▸ Your goal
Each line below is to be copied out exactly, and none may be omitted.

▸ Data excerpts
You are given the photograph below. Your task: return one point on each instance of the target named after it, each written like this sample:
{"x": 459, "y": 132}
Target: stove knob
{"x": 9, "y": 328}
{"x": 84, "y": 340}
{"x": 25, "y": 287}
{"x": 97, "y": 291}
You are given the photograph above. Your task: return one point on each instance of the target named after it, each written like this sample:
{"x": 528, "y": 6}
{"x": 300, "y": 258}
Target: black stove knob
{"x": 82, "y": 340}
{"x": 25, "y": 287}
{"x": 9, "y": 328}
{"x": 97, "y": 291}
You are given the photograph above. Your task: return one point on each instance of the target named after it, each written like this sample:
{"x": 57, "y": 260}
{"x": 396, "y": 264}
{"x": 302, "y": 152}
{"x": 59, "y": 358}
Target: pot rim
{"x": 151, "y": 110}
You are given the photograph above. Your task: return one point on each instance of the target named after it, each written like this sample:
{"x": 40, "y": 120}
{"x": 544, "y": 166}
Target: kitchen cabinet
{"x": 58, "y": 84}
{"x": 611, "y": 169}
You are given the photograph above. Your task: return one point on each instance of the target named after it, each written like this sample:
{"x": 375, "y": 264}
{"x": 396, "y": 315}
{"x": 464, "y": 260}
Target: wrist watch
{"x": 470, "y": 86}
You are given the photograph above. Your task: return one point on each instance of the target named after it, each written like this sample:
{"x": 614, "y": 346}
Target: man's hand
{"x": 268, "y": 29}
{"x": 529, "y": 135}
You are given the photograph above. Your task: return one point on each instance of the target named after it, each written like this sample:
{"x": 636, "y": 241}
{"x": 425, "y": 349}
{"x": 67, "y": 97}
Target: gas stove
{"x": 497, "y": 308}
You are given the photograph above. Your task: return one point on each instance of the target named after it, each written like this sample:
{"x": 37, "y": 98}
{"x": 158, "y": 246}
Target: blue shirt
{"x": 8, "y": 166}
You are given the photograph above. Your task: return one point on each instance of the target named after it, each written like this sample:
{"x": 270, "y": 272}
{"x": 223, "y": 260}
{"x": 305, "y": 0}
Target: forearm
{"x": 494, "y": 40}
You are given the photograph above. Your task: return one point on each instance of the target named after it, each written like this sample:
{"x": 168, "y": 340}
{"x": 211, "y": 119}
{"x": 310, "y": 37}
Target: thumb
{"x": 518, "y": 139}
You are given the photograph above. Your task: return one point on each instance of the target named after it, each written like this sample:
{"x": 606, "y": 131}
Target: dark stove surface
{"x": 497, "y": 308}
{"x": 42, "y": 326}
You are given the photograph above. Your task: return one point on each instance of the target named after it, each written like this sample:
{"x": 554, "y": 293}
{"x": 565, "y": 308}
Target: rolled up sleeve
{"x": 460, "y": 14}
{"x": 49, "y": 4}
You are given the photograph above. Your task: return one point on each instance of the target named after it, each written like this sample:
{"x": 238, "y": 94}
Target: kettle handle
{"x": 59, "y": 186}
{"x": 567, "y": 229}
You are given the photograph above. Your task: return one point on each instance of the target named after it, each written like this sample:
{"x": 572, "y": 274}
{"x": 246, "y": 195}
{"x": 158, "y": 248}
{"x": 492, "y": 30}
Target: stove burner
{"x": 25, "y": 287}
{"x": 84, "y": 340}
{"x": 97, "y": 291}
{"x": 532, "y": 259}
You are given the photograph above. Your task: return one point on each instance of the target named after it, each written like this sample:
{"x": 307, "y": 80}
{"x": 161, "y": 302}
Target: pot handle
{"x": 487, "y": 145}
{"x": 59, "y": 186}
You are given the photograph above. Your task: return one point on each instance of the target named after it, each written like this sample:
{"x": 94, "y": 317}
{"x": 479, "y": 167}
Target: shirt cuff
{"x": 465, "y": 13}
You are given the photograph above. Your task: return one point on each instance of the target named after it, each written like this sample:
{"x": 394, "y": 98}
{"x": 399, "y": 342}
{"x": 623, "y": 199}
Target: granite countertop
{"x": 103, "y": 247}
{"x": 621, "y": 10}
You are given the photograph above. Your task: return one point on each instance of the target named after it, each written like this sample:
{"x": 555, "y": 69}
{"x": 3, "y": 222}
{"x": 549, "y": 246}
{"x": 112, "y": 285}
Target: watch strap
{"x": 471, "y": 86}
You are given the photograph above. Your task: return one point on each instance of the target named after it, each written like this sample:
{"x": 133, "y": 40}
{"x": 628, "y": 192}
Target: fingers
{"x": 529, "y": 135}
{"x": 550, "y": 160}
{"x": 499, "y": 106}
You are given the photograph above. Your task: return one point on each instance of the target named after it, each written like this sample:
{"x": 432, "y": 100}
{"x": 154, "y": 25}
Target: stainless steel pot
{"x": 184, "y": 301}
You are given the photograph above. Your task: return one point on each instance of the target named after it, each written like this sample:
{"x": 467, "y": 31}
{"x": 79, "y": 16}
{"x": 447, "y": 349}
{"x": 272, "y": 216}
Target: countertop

▸ Response box
You are given the photograph below. Your task: return one point on each instance of the target named after it, each written like this sample:
{"x": 459, "y": 132}
Target: stove knob
{"x": 9, "y": 328}
{"x": 84, "y": 340}
{"x": 25, "y": 287}
{"x": 97, "y": 291}
You are given the photograph above. Your task: return one point on each instance of the target named after it, each written like this sample:
{"x": 528, "y": 6}
{"x": 300, "y": 258}
Target: black stove knob
{"x": 82, "y": 340}
{"x": 25, "y": 287}
{"x": 9, "y": 328}
{"x": 97, "y": 291}
You are given the photograph above. Your task: return one point on each instance of the target named after it, each written like this sample:
{"x": 57, "y": 260}
{"x": 396, "y": 264}
{"x": 302, "y": 152}
{"x": 59, "y": 358}
Target: pot rim
{"x": 151, "y": 110}
You are given the photograph above. Your task: return one point on each instance of the target named after it, each written like this sample:
{"x": 40, "y": 120}
{"x": 544, "y": 166}
Target: kitchen cabinet
{"x": 58, "y": 84}
{"x": 611, "y": 169}
You are given the photograph above. Your task: return one point on each instance of the target named after it, each written like this sample:
{"x": 375, "y": 264}
{"x": 396, "y": 315}
{"x": 464, "y": 260}
Target: wrist watch
{"x": 470, "y": 86}
You are given the photograph above. Your task: return one point on each instance of the target named after it, each written like this sample:
{"x": 614, "y": 346}
Target: man's hand
{"x": 268, "y": 29}
{"x": 529, "y": 135}
You are given the photograph above. Your task: return one point on each instance of the target named after it, each written like this sample:
{"x": 636, "y": 241}
{"x": 425, "y": 349}
{"x": 67, "y": 97}
Target: gas stove
{"x": 497, "y": 308}
You are given the photograph above. Your task: return one point on each instance of the target named after it, each written like this sample:
{"x": 37, "y": 98}
{"x": 158, "y": 246}
Target: blue shirt
{"x": 8, "y": 166}
You are given the photograph above. Your task: return one point on each instance of the target named after it, each written like this sample:
{"x": 270, "y": 272}
{"x": 223, "y": 260}
{"x": 305, "y": 0}
Target: forearm
{"x": 494, "y": 40}
You are given the photograph above. Your task: return one point on each instance of the target named after it, each written like this sample:
{"x": 168, "y": 340}
{"x": 211, "y": 119}
{"x": 310, "y": 37}
Target: thumb
{"x": 518, "y": 139}
You are given the photograph above. Your task: return one point on each instance of the target named after it, each written like this sample:
{"x": 606, "y": 131}
Target: dark stove surface
{"x": 497, "y": 308}
{"x": 42, "y": 326}
You are given the photograph above. Your task: return one point on each instance of the target named after it, each written like this sample:
{"x": 554, "y": 293}
{"x": 565, "y": 308}
Target: rolled up sleeve
{"x": 460, "y": 14}
{"x": 49, "y": 4}
You are given the photograph above. Your task: return one point on each instance of the target named after it, each written like this sample:
{"x": 238, "y": 94}
Target: kettle handle
{"x": 59, "y": 186}
{"x": 567, "y": 229}
You are given the photograph above. Your task: return one point on each instance of the target named after it, each written like this sample:
{"x": 572, "y": 274}
{"x": 246, "y": 195}
{"x": 158, "y": 248}
{"x": 492, "y": 30}
Target: stove burner
{"x": 25, "y": 287}
{"x": 84, "y": 340}
{"x": 97, "y": 291}
{"x": 532, "y": 259}
You are given the photograph above. Your task: return one point on each instance of the target named after it, each written like this sample:
{"x": 307, "y": 80}
{"x": 161, "y": 302}
Target: pot handle
{"x": 487, "y": 145}
{"x": 59, "y": 186}
You are given the photograph above. Your task: return one point on each instance of the target named after it, each written like this sample:
{"x": 94, "y": 317}
{"x": 479, "y": 167}
Target: shirt cuff
{"x": 465, "y": 13}
You are given the photograph above. Your task: return one point on each instance of the target named after it, each written like this sample:
{"x": 394, "y": 98}
{"x": 399, "y": 342}
{"x": 623, "y": 199}
Target: granite countertop
{"x": 103, "y": 247}
{"x": 621, "y": 10}
You are given the photograph above. Your task: return one point on each instance of the target named after it, each written like this sample:
{"x": 555, "y": 69}
{"x": 3, "y": 222}
{"x": 549, "y": 246}
{"x": 112, "y": 285}
Target: watch strap
{"x": 471, "y": 86}
You are given the photograph above. Your task: return one point on each instance of the target named after it, each written like this sample:
{"x": 133, "y": 40}
{"x": 628, "y": 192}
Target: fingers
{"x": 529, "y": 135}
{"x": 550, "y": 160}
{"x": 499, "y": 106}
You are given the photograph above. Your task: return one point on each instance of the target named after it, each written like this sample:
{"x": 432, "y": 100}
{"x": 154, "y": 25}
Target: stainless steel pot
{"x": 184, "y": 301}
You are given the photograph above. Your task: return one point on each instance of the target named after it, each written like this sample:
{"x": 467, "y": 31}
{"x": 79, "y": 16}
{"x": 447, "y": 349}
{"x": 272, "y": 216}
Target: countertop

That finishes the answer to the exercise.